SUPPLIED INFORMATION -
-- -- --

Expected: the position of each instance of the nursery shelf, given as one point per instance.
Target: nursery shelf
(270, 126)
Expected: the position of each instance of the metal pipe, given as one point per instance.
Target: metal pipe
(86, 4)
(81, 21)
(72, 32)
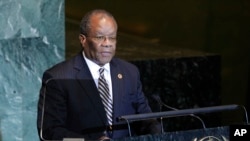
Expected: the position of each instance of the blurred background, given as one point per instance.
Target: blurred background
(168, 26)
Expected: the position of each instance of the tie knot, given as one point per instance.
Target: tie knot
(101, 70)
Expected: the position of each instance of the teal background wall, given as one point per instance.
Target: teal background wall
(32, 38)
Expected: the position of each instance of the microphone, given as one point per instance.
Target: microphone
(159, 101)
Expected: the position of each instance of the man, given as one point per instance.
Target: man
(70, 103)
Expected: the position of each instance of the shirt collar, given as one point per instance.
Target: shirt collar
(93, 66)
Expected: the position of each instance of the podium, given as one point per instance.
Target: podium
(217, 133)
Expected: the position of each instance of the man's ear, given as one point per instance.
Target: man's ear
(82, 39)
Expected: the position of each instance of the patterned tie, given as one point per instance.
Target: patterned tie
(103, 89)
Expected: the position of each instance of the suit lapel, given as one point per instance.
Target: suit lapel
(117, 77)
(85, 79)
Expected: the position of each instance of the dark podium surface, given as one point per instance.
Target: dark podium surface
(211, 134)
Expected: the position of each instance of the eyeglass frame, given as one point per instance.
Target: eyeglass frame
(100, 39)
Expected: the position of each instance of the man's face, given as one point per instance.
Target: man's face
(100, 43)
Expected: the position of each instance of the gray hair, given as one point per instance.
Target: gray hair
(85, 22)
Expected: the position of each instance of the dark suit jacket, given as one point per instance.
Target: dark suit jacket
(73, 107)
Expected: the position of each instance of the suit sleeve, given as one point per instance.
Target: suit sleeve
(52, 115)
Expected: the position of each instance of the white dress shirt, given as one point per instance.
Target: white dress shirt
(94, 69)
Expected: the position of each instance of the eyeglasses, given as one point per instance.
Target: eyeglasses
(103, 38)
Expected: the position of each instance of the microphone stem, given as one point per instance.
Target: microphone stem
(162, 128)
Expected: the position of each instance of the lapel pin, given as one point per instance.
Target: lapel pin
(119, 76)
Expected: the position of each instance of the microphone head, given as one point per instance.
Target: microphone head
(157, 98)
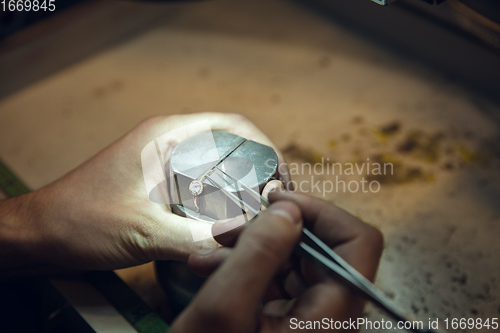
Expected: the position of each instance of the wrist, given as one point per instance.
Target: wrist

-- -- --

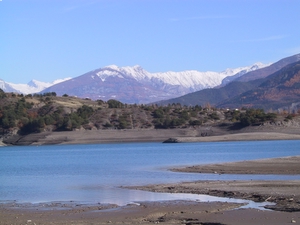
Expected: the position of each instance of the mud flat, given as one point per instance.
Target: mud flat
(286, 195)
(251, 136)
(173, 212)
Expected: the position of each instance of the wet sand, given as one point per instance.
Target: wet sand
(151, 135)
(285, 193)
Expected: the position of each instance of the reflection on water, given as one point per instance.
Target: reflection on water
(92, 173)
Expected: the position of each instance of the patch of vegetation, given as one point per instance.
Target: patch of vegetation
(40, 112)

-- -- --

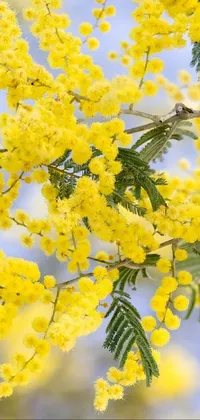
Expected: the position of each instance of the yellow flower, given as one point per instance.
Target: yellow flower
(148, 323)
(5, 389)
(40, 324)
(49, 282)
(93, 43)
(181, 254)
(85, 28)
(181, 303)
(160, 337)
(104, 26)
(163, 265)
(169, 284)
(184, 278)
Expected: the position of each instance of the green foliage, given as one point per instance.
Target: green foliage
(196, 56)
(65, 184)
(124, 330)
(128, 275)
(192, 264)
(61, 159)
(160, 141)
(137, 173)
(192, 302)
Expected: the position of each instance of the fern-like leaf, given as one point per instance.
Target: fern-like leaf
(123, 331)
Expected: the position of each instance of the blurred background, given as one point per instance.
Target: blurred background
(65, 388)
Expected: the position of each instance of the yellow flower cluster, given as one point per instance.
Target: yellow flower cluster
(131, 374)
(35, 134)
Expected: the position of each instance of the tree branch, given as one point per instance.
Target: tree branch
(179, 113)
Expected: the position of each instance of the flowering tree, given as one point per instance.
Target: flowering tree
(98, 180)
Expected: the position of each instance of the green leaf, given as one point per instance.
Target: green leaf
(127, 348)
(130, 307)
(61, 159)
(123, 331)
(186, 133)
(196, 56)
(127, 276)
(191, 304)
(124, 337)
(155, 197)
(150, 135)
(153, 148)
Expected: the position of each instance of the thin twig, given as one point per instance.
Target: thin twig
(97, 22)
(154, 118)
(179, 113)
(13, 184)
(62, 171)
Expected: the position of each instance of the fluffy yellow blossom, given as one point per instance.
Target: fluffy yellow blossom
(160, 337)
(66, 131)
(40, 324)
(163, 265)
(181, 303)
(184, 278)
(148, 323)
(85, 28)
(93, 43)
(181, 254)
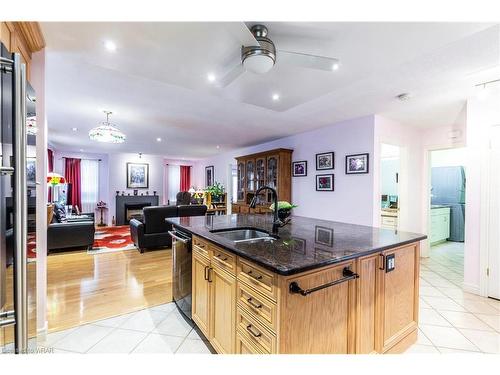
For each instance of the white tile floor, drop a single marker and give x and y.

-- -- --

EXERCISE GOAL -
Lines in the data that include the word "wrist" should all be copied.

ANSWER BOX -
Expected: the position of each instance of the wrist, given as one point per instance.
Target: wrist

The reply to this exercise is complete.